SOURCE:
————
The process for Career Planning is similar to planning for anything else, so I decided to apply my thirty-seven years of professional land use planning to develop prototype career plan for authors.

The process require some time and soul-searching, and you really should write it down. There’s all kinds of research to support the effectiveness of putting something on paper. It creates a higher level of commitment. Even if you don’t prepare a written plan, give serious thought to the contents. There may be some aspects of your career you haven’t considered.

The following is a very condensed version of a class I give. If, after reading this, if you want the full information and worksheets, contact me.


Every writer/author should prepare a career plan because it helps you to clarify what you want out of writing and to make informed choices about your career.

● You need to know where you’re going in order to get there.

● Writing is either a hobby or a business. Both are okay, but you should know what it is to you.

● You need to know what you’re striving for in order to make choices.

● Writing takes commitment and requires sacrifices; it requires large investments of time, emotions, money, energy, and self-esteem. You need to know how much you are willing to invest.

● A career plan is a guide for decision-making.

● You need goals and measurable action steps to measure your progress.
Your career plan is for you―you never have to show it to anyone. It will change over time. Put your plan in writing and keep it where you can see it. It will help you keep focused. When preparing your plan:

● Be brutally honest with yourself.
● Tap your emotions.
● Visualize it.
————
EXERCISES TO COMPLETE:
1 – List the kinds of investment that the career planning text says writing requires.
2 – According to the career planning text, how many years of professional land use planning did the writer apply to developing the prototype career plan?
3 – Extract the passage of the career planning text between "The process for" and "worksheets, contact me.", inclusive.
————
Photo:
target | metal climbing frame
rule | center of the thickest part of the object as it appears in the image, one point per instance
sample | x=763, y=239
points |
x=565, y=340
————
ANSWERS IN ORDER:
1 – Time, emotions, money, energy, and self-esteem.

2 – Thirty-seven years.

3 –
The process for Career Planning is similar to planning for anything else, so I decided to apply my thirty-seven years of professional land use planning to develop prototype career plan for authors.

The process require some time and soul-searching, and you really should write it down. There’s all kinds of research to support the effectiveness of putting something on paper. It creates a higher level of commitment. Even if you don’t prepare a written plan, give serious thought to the contents. There may be some aspects of your career you haven’t considered.

The following is a very condensed version of a class I give. If, after reading this, if you want the full information and worksheets, contact me.